> _Extrait du document_
Il résulte des directives de l'OEB relatives à 'l'activité inventive des anticorps', que 'L'objet d'une revendication définissant un nouvel anticorps qui se lie à un antigène connu n'implique pas d'activité inventive à moins qu'un effet technique surprenant ne soit démontré dans la demande. Des exemples d'effets techniques surprenants sont : une réactivité croisée inattendue entre espèces ou un nouveau type de format d'anticorps ayant une activité de liaison avérée'.
Il résulte du brevet de base que les méthodes pour la génération et l'identification d'un anticorps dirigé contre un antigène donné constituent des techniques de routine pour l'homme du métier à la date de priorité et qu'en conséquence, lorsque l'antigène ciblé est déjà connu, la découverte d'un anticorps se liant avec cet antigène ne relève pas d'une activité inventive.

> _Données extraites_
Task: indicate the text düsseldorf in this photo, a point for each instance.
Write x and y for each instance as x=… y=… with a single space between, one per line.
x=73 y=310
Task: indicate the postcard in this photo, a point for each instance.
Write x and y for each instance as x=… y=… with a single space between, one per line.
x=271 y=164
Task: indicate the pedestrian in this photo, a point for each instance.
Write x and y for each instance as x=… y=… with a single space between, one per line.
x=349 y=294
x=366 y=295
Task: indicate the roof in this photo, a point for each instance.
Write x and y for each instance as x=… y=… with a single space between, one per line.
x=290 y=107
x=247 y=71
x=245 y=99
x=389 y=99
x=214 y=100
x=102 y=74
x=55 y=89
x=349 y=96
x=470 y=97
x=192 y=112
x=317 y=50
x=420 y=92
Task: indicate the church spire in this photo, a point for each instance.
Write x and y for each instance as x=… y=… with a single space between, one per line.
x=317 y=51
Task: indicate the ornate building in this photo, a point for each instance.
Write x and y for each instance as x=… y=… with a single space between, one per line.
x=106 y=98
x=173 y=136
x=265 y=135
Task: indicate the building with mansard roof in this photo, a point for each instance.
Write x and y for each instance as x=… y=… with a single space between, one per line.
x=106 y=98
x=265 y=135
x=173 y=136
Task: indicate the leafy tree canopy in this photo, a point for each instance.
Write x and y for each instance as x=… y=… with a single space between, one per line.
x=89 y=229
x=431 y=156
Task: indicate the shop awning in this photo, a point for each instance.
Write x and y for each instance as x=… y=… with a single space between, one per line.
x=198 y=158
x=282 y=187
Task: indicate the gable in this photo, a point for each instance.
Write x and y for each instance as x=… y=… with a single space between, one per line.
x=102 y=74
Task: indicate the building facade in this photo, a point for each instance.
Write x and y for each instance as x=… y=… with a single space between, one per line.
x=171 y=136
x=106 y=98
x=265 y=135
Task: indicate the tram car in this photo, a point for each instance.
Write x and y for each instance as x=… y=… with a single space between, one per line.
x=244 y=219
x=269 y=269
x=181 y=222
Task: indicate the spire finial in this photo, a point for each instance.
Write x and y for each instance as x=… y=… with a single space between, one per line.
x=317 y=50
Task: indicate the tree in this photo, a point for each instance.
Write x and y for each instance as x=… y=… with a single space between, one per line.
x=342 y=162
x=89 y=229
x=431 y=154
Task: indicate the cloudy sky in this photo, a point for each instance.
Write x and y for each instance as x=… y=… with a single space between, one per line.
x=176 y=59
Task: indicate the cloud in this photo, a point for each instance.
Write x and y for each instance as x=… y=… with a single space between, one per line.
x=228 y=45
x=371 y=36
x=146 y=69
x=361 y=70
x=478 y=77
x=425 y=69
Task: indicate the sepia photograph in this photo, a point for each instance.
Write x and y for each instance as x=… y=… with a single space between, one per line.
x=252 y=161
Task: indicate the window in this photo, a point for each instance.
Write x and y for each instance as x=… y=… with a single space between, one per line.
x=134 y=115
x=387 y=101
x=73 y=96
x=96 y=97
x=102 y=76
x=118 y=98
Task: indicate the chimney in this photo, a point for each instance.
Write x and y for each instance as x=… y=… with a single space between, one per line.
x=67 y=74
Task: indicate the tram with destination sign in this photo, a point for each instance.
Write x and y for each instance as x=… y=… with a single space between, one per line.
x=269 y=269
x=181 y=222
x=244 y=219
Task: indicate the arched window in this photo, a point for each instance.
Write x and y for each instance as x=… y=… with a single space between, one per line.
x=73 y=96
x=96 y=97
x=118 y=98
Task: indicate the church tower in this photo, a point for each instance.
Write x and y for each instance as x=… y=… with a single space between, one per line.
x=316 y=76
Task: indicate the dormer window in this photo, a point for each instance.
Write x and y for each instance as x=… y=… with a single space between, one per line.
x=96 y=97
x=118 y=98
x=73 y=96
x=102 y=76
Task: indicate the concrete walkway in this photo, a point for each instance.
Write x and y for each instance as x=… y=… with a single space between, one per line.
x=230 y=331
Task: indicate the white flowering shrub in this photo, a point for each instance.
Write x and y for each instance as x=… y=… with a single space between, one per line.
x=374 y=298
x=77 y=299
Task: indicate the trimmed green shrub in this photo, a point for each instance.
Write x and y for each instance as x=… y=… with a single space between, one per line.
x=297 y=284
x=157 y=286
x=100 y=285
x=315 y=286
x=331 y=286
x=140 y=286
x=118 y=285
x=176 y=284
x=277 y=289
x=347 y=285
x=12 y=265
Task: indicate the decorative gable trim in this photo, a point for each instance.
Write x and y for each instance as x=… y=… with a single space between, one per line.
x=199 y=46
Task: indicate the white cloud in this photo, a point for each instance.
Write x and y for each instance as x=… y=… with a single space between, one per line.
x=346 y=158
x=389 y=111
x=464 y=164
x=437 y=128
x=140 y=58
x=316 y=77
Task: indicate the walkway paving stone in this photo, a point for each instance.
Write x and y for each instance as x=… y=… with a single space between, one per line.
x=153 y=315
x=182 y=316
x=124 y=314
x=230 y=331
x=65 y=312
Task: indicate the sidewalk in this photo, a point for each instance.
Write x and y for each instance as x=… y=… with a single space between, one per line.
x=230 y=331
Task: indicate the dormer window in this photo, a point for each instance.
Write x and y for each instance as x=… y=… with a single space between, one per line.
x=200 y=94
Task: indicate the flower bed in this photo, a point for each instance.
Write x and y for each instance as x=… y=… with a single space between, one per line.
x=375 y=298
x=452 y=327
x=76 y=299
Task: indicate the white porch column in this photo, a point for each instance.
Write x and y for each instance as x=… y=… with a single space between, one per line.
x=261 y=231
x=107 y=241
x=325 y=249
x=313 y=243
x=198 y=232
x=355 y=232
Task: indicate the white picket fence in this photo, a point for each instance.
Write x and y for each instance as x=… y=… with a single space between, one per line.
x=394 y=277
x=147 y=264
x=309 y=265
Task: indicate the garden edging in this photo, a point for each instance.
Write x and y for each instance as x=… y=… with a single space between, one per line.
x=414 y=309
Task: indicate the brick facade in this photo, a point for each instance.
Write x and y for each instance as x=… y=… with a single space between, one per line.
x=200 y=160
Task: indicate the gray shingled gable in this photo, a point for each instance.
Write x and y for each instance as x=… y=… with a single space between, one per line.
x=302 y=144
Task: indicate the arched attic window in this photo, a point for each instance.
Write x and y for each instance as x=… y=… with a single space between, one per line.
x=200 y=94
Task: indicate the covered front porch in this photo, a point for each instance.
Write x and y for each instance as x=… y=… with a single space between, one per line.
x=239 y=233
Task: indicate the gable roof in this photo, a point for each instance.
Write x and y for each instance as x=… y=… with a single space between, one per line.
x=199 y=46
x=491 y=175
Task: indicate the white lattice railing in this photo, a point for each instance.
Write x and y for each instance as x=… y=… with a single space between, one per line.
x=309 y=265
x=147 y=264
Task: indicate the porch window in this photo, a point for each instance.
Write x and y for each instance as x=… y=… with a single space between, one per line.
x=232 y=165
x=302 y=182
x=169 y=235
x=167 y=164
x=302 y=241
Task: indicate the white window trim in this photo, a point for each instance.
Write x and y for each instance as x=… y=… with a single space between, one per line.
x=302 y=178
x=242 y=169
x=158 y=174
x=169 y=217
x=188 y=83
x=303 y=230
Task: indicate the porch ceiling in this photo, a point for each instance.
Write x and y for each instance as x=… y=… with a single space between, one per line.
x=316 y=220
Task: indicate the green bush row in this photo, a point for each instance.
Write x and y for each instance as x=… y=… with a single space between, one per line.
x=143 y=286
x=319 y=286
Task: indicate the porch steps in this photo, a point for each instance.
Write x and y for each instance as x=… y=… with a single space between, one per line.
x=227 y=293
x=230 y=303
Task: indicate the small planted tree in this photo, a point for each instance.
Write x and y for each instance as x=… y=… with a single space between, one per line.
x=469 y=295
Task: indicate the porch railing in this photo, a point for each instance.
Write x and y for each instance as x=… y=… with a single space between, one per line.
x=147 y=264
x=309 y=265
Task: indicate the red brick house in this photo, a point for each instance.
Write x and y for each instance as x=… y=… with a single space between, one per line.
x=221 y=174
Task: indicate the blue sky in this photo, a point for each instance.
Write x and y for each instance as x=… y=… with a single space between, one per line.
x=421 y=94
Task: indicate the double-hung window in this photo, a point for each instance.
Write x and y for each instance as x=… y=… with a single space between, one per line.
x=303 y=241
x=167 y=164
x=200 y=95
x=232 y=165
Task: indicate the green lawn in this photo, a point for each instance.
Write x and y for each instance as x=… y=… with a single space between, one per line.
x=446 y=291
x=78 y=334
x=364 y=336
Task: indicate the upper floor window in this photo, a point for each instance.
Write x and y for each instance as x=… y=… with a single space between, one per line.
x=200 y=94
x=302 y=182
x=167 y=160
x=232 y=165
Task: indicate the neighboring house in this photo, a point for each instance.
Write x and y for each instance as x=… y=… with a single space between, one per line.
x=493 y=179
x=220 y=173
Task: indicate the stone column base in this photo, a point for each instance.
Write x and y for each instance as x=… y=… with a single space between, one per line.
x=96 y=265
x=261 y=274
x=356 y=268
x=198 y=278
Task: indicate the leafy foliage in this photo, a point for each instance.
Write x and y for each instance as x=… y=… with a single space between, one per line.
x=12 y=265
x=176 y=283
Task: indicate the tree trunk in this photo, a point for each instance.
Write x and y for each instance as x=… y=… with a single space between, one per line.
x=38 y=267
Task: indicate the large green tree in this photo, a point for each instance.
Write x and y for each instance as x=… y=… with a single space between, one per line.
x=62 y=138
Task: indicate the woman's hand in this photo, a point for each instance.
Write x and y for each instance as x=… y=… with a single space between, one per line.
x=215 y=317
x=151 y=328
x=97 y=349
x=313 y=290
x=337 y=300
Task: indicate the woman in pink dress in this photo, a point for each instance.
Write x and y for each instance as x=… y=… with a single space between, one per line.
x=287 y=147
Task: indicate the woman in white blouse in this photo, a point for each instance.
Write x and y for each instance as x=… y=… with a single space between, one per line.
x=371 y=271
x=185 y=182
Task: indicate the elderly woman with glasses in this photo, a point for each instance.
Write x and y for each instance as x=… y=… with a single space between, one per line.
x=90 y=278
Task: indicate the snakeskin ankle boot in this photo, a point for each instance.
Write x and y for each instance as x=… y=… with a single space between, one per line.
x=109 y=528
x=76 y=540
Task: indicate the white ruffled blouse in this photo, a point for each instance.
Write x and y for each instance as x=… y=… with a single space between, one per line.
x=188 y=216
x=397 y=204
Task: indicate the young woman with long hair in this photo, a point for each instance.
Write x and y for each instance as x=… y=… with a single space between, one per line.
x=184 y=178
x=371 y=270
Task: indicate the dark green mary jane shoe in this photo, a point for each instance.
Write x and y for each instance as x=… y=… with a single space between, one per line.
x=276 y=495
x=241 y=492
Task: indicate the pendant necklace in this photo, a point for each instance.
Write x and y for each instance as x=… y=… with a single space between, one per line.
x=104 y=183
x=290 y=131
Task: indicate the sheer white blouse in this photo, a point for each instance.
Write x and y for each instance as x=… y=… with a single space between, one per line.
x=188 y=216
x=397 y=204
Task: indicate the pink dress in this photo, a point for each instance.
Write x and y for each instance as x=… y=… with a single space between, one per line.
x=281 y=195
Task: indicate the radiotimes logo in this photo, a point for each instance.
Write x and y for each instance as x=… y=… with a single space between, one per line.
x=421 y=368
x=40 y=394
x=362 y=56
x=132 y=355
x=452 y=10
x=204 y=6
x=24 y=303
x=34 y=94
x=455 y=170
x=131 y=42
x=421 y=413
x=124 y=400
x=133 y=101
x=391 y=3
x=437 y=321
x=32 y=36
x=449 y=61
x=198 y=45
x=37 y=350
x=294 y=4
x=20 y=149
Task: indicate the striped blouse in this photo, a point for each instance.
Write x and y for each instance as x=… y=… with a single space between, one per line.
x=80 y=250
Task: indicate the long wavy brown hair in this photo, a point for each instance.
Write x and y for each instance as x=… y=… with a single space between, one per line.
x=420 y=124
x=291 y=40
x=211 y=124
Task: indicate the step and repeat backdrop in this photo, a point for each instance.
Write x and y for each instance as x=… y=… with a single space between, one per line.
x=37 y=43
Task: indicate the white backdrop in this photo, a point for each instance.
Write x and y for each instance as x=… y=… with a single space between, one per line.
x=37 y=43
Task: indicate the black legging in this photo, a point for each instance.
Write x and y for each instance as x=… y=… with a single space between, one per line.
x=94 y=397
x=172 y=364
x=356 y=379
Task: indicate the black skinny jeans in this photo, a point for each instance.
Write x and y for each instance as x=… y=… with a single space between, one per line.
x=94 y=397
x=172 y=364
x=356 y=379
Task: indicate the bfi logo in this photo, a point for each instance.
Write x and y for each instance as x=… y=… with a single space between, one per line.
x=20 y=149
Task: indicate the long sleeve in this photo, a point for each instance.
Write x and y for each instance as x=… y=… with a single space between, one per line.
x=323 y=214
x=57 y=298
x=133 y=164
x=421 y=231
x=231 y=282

> _Consigne_
D'après l'extrait du document, quels exemples d'effets techniques surprenants les directives de l'OEB donnent-elles ?

> _Zone de réponse_
Une réactivité croisée inattendue entre espèces ou un nouveau type de format d'anticorps ayant une activité de liaison avérée.